● **Passage to read**
-=-=-=-=-
Any decent liquor stores should have a good enough selection to get started in the right direction. If you want to pick up the most flavors you have to swish the liquor around in your mouth. Initially you will feel the alcohol burn but then it fades and the flavors set in. Also never breathe in through the mouth because you inhale all the alcohol vapors leading you to taste alcohol instead of the whiskys finish. I think some good whiskys have already been mentioned but I'll I name some others.... Johnny Black and Gold labels, Rip Van Winkle, Glenlivet 15 yr(pairs great with LP9), and Knob Creek to name a few. Some may disagree with me but.... There's nothing wrong with adding a splash of coke, just a splash and no more, if it makes the whisky more palatable. As long as your just adding a tiny bit you'll still get plenty of flavor of the whisky. You should also try some good sipping rums like Ron Zacapa. They are much smoother. I will mention this, most alcohol is like CC's. Generally harsh fresh and a lot better with age.


----------



## HIM (Sep 12, 2012)

I kind of mentioned it but I'd like to add... IMO highland scotch is smoother than bourbon or lowland scotch. Bourbon tends to be pretty oaky and lowland scotch is more earthy and peaty. You'll also often find more complexity in blended spirits as opposed to a single malt. All that being said, I still think sipping rum is a better way to start.


----------
-=-=-=-=-
● **Data lines**
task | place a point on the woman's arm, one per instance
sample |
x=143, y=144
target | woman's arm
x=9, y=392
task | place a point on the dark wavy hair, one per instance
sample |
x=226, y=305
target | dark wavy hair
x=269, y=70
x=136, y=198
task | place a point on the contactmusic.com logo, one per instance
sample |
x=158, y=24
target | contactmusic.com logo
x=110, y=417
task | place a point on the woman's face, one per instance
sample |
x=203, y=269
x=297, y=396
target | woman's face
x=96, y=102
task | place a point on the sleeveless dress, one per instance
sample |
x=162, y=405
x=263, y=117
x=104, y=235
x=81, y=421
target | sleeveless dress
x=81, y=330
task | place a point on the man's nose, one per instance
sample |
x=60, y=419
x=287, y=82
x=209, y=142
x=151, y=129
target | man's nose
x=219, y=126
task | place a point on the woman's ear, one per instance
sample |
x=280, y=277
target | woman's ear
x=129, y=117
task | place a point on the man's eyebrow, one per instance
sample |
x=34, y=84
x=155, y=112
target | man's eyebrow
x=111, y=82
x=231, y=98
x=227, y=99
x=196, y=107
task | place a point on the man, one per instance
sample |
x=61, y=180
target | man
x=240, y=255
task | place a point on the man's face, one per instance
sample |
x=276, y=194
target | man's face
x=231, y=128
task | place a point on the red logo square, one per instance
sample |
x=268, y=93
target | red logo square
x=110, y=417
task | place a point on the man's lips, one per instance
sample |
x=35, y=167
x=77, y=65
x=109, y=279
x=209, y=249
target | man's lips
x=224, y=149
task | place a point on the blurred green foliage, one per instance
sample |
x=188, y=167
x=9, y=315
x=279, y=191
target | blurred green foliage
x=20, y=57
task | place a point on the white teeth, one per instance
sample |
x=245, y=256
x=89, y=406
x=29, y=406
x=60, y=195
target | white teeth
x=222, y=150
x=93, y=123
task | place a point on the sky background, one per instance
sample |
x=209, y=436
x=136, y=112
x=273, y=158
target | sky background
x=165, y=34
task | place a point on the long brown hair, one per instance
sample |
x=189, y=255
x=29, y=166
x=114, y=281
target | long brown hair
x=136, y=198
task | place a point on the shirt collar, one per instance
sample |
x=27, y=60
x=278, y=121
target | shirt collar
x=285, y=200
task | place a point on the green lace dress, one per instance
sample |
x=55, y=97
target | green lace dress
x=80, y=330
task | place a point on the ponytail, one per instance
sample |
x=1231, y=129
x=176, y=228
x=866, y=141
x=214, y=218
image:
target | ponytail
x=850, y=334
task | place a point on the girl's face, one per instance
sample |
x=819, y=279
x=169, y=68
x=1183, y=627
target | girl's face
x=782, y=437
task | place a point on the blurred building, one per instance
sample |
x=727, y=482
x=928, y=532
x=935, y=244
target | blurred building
-=-=-=-=-
● **Instructions**
[a] Which sipping rum does the whisky thread name?
[b] Reproduce the whisky thread word for word, from "I kind of mentioned" to "way to start.".

● **Results**
[a] Ron Zacapa

[b]
I kind of mentioned it but I'd like to add... IMO highland scotch is smoother than bourbon or lowland scotch. Bourbon tends to be pretty oaky and lowland scotch is more earthy and peaty. You'll also often find more complexity in blended spirits as opposed to a single malt. All that being said, I still think sipping rum is a better way to start.